EXTRACTED INFORMATION ▸
— start —

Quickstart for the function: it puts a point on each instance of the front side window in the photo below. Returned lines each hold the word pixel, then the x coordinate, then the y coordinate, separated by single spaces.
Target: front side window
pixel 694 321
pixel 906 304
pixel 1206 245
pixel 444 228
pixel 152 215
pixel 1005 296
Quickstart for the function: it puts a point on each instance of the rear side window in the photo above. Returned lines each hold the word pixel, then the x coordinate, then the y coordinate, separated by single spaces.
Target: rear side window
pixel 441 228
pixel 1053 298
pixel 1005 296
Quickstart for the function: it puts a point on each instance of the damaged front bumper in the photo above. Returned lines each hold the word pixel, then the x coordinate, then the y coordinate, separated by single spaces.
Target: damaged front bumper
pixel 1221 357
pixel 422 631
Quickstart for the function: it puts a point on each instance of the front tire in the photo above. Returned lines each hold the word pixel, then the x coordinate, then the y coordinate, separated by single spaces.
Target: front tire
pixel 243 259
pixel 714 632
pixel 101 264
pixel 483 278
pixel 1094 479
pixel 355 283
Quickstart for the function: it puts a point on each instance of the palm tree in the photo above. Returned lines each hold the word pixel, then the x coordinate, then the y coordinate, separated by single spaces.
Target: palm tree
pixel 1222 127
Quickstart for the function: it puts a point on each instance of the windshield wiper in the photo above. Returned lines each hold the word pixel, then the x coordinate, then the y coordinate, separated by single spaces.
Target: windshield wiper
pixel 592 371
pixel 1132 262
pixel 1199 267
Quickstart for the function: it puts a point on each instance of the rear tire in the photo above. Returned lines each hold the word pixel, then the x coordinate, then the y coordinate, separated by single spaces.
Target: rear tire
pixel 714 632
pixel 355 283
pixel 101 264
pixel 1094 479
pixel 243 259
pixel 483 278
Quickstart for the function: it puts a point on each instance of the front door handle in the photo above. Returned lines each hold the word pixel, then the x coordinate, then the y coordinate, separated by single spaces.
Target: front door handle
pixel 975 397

— end —

WRITTEN PROBLEM ▸ Reproduce all of the records above verbatim, line for line, without altering any wording or numbers.

SOLUTION TO THIS PROBLEM ▸
Quickstart for the function: it puts a point on each instance of the front side window in the photo below. Returned lines each hold the word pixel, then the x coordinate, then the y coordinate, separated by single spaces.
Target: front side window
pixel 694 321
pixel 906 304
pixel 1206 245
pixel 444 228
pixel 152 215
pixel 1005 296
Quickstart for the function: it puts a point on each instance of the rear side window in the photo above. Returned lines each hold the word pixel, then the x coordinate, then the y coordinate, separated by single spaces.
Target: rear side window
pixel 441 228
pixel 1053 298
pixel 1005 296
Quickstart for the function: it puts a point on each instance of the damaged front bumper in the photo above. Returned lines each hold the word pixel, then the x coordinate, then the y coordinate, separated by single spaces.
Target: damaged front bumper
pixel 1221 357
pixel 422 631
Quickstart for the function: it puts a point on each instance of the front tire in the photo above. Returned lines each hold the word pixel, then the x coordinate, then the y coordinate, separated by single spaces.
Target: front tire
pixel 243 259
pixel 714 632
pixel 101 264
pixel 483 278
pixel 1094 479
pixel 355 283
Quickstart for the function: it puts a point on each instance of the palm tree in the photo above. Returned lines each hold the word pixel, then the x coordinate, then the y coordinate, separated by single spaces.
Target: palm tree
pixel 1222 127
Quickstart for the function: it puts a point on each instance of the windshield wiper in the photo above. Returned lines each hold the word pixel, then the x coordinate, then the y coordinate, separated by single spaces.
Target: windshield wiper
pixel 592 371
pixel 1132 262
pixel 1199 267
Quickstart for the function: it puts a point on each instance of the rear tire in the photo above. Returned lines each hold the word pixel, then the x coordinate, then the y coordinate, separated by single spaces.
Target: rear tire
pixel 714 632
pixel 355 283
pixel 101 264
pixel 1094 479
pixel 243 259
pixel 483 278
Quickstart for the function: it puts a point on each instance of the front door handle in the photo above. Returned lines each hold the word pixel, then the x coordinate, then the y coordinate, separated by single spaces.
Target: front door handle
pixel 975 397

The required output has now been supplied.